[Start INFORMATION PROVIDED]

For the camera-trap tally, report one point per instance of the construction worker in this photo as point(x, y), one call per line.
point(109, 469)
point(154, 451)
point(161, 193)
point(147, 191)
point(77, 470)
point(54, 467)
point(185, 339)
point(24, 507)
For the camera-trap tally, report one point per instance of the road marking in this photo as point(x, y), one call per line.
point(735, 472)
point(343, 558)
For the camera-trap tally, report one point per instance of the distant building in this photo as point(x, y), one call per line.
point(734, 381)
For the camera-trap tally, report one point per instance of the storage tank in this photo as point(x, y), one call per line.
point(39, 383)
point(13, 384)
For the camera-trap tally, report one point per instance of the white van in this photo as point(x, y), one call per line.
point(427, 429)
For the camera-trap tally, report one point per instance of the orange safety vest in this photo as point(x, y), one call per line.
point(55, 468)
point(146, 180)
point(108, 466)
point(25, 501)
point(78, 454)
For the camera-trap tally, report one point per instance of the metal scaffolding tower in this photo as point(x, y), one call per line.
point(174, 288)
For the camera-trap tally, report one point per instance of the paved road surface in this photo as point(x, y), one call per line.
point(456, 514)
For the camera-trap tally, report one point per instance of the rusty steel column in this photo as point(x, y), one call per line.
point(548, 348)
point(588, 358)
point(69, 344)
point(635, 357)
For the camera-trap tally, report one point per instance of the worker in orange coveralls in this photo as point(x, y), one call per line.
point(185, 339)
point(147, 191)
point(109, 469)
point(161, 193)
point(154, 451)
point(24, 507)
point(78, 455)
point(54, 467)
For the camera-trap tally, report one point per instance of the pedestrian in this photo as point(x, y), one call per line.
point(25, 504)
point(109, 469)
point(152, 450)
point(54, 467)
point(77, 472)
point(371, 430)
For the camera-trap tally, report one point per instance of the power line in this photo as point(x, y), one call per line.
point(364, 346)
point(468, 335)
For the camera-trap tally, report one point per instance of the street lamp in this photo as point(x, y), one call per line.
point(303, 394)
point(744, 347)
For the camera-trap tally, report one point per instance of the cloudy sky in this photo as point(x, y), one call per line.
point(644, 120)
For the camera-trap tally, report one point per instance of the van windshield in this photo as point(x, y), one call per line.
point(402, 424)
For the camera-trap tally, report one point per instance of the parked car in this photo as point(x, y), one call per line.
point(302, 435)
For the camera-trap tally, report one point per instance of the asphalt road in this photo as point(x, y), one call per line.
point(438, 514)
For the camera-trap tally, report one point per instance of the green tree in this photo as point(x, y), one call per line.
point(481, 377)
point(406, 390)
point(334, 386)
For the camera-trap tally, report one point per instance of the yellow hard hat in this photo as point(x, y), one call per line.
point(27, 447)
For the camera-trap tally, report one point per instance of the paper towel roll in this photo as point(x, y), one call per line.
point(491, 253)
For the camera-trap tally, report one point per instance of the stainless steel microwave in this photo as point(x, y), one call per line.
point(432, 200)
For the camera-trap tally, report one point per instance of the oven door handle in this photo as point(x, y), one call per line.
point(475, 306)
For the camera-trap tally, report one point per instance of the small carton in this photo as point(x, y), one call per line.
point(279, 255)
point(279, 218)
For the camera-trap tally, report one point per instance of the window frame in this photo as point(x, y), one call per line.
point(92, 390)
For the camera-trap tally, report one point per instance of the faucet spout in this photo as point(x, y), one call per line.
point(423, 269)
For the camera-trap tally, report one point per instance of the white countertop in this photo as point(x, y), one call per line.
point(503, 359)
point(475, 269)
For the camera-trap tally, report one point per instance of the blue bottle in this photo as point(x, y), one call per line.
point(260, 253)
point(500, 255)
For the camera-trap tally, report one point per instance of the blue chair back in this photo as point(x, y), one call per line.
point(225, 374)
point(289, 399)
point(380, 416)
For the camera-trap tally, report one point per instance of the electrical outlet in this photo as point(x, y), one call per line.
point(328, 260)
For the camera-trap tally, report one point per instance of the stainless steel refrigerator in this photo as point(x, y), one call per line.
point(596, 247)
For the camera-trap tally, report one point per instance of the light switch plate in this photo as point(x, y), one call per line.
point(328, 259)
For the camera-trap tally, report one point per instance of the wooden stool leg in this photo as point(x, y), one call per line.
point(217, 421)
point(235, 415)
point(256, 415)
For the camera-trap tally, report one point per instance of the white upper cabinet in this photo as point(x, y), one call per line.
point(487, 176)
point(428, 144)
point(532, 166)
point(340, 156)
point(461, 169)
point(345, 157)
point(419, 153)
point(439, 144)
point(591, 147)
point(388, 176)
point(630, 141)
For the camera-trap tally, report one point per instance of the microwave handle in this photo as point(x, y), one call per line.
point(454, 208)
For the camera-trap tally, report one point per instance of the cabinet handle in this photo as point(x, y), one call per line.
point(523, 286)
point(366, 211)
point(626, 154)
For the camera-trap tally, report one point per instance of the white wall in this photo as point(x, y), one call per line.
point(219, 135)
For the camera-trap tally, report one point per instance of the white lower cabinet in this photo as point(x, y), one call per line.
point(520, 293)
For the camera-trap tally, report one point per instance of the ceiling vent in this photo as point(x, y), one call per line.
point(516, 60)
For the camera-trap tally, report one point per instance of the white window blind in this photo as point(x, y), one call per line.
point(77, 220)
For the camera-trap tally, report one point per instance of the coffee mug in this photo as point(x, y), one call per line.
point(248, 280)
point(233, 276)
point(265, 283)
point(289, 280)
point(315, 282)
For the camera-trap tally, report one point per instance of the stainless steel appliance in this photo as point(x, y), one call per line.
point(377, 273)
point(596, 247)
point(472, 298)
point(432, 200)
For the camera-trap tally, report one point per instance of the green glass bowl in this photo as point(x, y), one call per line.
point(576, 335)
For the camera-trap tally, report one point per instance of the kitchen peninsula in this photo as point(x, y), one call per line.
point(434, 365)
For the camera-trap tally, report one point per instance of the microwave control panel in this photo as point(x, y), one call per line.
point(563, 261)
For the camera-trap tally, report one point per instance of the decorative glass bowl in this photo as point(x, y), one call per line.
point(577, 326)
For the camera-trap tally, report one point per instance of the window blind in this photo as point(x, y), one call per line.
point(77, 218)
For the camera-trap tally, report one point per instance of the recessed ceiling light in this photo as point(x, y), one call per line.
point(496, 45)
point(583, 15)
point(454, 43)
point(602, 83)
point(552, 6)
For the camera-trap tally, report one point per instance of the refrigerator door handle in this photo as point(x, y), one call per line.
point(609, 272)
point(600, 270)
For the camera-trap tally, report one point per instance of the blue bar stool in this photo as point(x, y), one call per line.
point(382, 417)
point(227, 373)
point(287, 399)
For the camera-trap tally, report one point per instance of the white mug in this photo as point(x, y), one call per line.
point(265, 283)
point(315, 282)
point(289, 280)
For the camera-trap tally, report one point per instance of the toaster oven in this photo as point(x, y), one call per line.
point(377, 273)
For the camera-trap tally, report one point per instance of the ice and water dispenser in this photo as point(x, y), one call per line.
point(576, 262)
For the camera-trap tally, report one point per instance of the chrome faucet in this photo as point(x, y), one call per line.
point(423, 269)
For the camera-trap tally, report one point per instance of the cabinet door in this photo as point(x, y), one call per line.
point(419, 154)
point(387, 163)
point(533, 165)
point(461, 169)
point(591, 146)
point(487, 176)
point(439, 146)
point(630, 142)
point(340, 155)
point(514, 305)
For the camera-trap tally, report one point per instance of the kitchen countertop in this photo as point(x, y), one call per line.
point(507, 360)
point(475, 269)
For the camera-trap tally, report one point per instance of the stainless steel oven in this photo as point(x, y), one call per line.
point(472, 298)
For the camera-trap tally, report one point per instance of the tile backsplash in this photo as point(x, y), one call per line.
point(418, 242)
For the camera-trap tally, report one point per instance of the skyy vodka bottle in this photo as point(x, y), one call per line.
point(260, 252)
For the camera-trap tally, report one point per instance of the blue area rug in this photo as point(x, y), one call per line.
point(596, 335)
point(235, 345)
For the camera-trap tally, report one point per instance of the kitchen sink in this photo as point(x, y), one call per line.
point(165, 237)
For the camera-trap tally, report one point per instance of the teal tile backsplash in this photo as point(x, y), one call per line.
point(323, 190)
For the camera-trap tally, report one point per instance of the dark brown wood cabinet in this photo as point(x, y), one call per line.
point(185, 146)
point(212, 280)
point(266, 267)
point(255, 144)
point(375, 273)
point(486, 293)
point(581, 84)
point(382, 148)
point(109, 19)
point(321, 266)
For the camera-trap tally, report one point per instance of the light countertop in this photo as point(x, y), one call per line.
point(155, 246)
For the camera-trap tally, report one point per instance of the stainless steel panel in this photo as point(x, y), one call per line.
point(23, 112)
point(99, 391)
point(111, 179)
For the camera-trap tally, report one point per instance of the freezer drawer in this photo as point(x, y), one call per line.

[End INFORMATION PROVIDED]

- WHAT TO WORK ON -
Rewrite every row from the row that contains "of the coffee" through the row that contains "point(563, 261)", requests included, and increase each x and y coordinate in the answer points by 5 while leaving the requests unchanged.

- RESPONSE TO THE TASK -
For the camera-trap tally, report one point per instance of the coffee mug in this photo as point(x, y), one call per line.
point(253, 285)
point(238, 281)
point(270, 288)
point(294, 285)
point(320, 287)
For the camera-trap tally, report one point per instance of the stainless steel appliance in this photo as point(x, y), one call per line.
point(382, 278)
point(601, 252)
point(477, 303)
point(437, 205)
For the camera-trap tally, report one point per instance of the green glass bowl in this photo as point(x, y), one call per line.
point(581, 340)
For the camera-trap tally, report one point per instance of the kitchen peninsula in this photo as point(x, y), one call per line.
point(439, 370)
For the camera-trap tally, report one point per instance of the microwave control panel in this photo as point(x, y), one call per line.
point(568, 266)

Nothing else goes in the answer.